検証対象

倉田真由美氏(漫画家)のTwitter投稿(2022年4月2日、約4400RT)

判定

ミスリード

判定の基準について

参照されている日本経済新聞の記事は、2020年3月1日のもの。WHOは「マスク着用不要」としていた指針を既に転換し、現在では無症状者に対してもマスクの使用を推奨している。

ファクトチェック

2022年4月2日に投稿されたこのツイートでは、日本経済新聞の「感染予防にマスク着用不要 過度の使用控えてとWHO」という見出しの記事(共同通信配信)が根拠とされている。

しかしこの日本経済新聞の記事が公開されたのは、新型コロナウイルス感染拡大初期の2020年3月1日である。

現在WHOは方針を転換

記事では、2020年2月29日までに世界保健機関(WHO)が、「せきやくしゃみといった症状がない人は予防目的で学校や駅、商業施設など公共の場でマスクを着用する必要はないとして、供給不足に拍車を掛けないためにも過度の使用を控えるよう呼び掛けた」としている。

この指針が転換されたのは2020年6月5日のことだ。WHOのテドロス事務局長は記者会見で以下のように述べている。

(前略)Third, WHO has also updated its guidance on the use of masks by the general public in areas with community transmission.

In light of evolving evidence, WHO advises that governments should encourage the general public to wear masks where there is widespread transmission and physical distancing is difficult, such as on public transport, in shops or in other confined or crowded environments. (後略)

第3に、WHOは感染地域における一般市民のマスク使用に関する指針も更新した。

新たな証拠を踏まえ、感染が広がっている地域では、公共交通機関、店舗、その他の狭い場所や混雑した環境などで、物理的に距離を置くことが困難な場合、政府は一般市民にマスクの着用を奨励するようWHOは勧告する。

▶ _作業内容_
上に示したWHOのマスク指針をめぐるファクトチェック記事を、最後の文に続けて書き進めよ。

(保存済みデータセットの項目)
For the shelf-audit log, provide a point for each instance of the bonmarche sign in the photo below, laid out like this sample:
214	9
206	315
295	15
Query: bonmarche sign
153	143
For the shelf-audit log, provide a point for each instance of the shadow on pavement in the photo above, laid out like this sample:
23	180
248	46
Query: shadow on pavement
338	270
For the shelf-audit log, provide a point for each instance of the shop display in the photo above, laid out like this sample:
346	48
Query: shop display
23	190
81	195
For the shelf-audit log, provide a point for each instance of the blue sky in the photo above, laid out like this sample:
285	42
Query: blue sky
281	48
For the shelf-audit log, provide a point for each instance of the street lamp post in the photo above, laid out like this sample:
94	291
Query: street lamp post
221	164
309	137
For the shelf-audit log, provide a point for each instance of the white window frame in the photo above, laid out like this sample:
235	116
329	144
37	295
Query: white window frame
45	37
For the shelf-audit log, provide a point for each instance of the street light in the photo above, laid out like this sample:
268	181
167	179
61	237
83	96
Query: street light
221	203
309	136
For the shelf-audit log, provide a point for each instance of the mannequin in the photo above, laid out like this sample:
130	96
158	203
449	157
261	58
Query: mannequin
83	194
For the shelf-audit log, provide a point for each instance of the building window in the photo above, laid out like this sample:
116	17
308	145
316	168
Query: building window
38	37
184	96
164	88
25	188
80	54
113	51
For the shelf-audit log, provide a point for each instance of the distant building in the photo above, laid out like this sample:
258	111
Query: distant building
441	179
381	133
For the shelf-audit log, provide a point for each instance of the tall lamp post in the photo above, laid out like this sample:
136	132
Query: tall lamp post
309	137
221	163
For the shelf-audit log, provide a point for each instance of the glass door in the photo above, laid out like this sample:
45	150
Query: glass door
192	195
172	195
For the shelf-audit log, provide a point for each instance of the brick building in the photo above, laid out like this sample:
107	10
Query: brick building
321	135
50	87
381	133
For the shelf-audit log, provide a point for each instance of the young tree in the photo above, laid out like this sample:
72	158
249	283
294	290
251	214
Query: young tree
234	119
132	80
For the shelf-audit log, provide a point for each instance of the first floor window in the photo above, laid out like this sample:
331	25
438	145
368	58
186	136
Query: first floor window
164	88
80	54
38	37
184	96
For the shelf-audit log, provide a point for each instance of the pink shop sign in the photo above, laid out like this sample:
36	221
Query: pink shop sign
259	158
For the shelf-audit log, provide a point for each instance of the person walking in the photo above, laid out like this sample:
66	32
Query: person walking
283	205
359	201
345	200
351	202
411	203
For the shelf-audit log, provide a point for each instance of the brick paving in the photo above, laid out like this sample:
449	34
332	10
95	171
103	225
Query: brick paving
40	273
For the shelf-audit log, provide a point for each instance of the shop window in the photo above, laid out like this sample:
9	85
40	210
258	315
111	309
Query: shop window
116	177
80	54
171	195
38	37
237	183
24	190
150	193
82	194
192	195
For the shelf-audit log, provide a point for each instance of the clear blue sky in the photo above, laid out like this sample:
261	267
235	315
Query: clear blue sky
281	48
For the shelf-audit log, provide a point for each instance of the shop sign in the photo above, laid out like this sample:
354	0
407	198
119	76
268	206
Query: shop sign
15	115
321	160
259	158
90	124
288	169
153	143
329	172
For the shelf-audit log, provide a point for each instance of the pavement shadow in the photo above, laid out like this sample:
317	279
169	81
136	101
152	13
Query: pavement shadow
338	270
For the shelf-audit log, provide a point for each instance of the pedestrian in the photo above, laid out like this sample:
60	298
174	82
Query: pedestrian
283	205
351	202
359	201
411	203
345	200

▶ _回答_
2020年6月5日、WHO公式HP

WHOはこの指針を発表して以降、一般の人が世帯員以外の人と接する際には、鼻と口を覆うフィットしたマスクを着用するよう推奨している。

In settings where there is community or cluster transmission of SARS-CoV-2, irrespective of vaccination status or history of prior infection, wearing a well-fitting mask that covers the nose and mouth is recommended for the public when interacting with individuals who are not members of their household:(後略)

新型コロナウイルスの地域・集団感染がある環境では、ワクチン接種の有無や、過去の感染歴にかかわらず、一般の人が世帯員以外の人と接する際には、鼻と口を覆うフィット感の高いマスクを着用することが推奨される。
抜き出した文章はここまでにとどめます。